◆ PROVIDED MATERIAL
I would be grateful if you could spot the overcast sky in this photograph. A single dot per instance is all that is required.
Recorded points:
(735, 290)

---

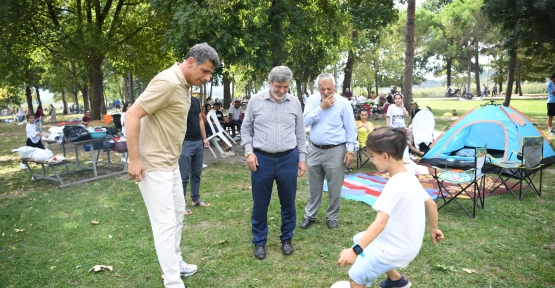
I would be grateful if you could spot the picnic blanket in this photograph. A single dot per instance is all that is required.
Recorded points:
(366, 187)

◆ DIRECTIONS
Search the entries above for lines containing the word "this", and copy each one.

◆ ANSWER BOX
I would be grateful if you could spot the overcast sky in this photograph. A single dot per instance is all that is required.
I would be grateful if you could spot the picnic blanket in this photograph. A single dot per instance is all that is required.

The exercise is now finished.